» EXTRAIT:
_____

Les raisons de ce désintérêt sont claires pour Jean Hyun-Lee, ancienne directrice du bureau d’Associated Press de Pyongyang et aujourd’hui professeure à l’université Yonsei de Séoul. « Les jeunes Sud-Coréens ont grandi dans une société qui s’est concentrée sur la poursuite de buts économiques et sur son intégration à la communauté internationale. Ils n’ont pas été incités à regarder en arrière. De plus, la Corée du Sud a une loi de sécurité nationale très stricte qui a participé à décourager la curiosité et les débats sur la Corée du Nord. Par exemple, les Sud-Coréens peuvent être poursuivis lorsqu’ils retweetent des messages de sites officiels de propagande du Nord. A cause des pressions sociales, économiques et gouvernementales qui les empêchent de se renseigner convenablement et de communiquer sur la Corée du Nord, les jeunes générations ont été laissées dans l’ignorance de sa situation. Elles ont laissé la Corée du Nord derrière elles. »

Il est d’ailleurs presque impossible de trouver des productions culturelles nord-coréennes au Sud. « Mon poète préféré est Baek Seok. Mais il est très difficile d’avoir des informations sur lui car il est nord-coréen », explique Owan Kim, un jeune musicien. En effet, la loi de sécurité nationale interdit la diffusion des produits culturels venus du Nord. Il existe un fonds de publications nord-coréennes conservé par la bibliothèque nationale de Séoul mais leur accès est très réglementé.

_____

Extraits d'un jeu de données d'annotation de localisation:
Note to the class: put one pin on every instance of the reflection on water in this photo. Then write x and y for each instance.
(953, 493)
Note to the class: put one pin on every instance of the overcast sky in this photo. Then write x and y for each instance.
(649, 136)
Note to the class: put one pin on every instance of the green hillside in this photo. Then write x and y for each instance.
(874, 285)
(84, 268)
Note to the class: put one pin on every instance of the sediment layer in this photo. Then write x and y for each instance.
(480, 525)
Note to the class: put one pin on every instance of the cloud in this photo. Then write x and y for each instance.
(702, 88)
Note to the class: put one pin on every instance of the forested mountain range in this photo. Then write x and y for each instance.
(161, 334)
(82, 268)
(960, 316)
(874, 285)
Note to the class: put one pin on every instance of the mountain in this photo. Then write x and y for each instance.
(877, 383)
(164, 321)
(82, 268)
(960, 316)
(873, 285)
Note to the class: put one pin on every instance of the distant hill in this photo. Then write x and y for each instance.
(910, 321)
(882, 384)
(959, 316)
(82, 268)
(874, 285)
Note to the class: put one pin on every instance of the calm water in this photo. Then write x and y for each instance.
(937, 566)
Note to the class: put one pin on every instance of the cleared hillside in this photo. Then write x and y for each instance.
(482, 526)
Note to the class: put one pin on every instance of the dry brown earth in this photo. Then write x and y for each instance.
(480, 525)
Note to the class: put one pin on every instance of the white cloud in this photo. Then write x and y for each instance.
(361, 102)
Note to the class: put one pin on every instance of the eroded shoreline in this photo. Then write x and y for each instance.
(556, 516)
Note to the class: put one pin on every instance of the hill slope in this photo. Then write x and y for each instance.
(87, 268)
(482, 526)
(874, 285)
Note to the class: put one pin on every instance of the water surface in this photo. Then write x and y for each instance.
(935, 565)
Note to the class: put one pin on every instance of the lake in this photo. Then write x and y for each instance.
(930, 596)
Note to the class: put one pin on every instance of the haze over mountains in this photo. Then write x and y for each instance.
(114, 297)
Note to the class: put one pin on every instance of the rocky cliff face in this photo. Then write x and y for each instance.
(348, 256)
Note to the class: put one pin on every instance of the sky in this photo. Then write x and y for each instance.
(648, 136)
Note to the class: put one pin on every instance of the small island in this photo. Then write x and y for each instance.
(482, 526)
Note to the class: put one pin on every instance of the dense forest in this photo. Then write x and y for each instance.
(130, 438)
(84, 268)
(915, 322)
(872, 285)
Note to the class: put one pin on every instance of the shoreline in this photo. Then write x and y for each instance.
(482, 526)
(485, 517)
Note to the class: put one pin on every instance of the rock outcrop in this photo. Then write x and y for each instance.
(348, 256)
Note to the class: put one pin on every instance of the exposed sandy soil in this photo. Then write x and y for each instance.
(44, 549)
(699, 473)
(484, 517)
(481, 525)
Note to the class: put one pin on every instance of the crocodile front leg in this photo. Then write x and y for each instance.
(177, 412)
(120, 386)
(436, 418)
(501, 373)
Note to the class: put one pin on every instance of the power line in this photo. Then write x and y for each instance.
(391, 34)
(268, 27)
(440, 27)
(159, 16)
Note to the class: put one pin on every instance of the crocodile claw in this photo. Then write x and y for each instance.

_____

» TRAVAIL DEMANDÉ: D'après l'extrait, quel est le poète préféré d'Owan Kim ?

» RÉPONSE ATTENDUE: Baek Seok, un poète nord-coréen.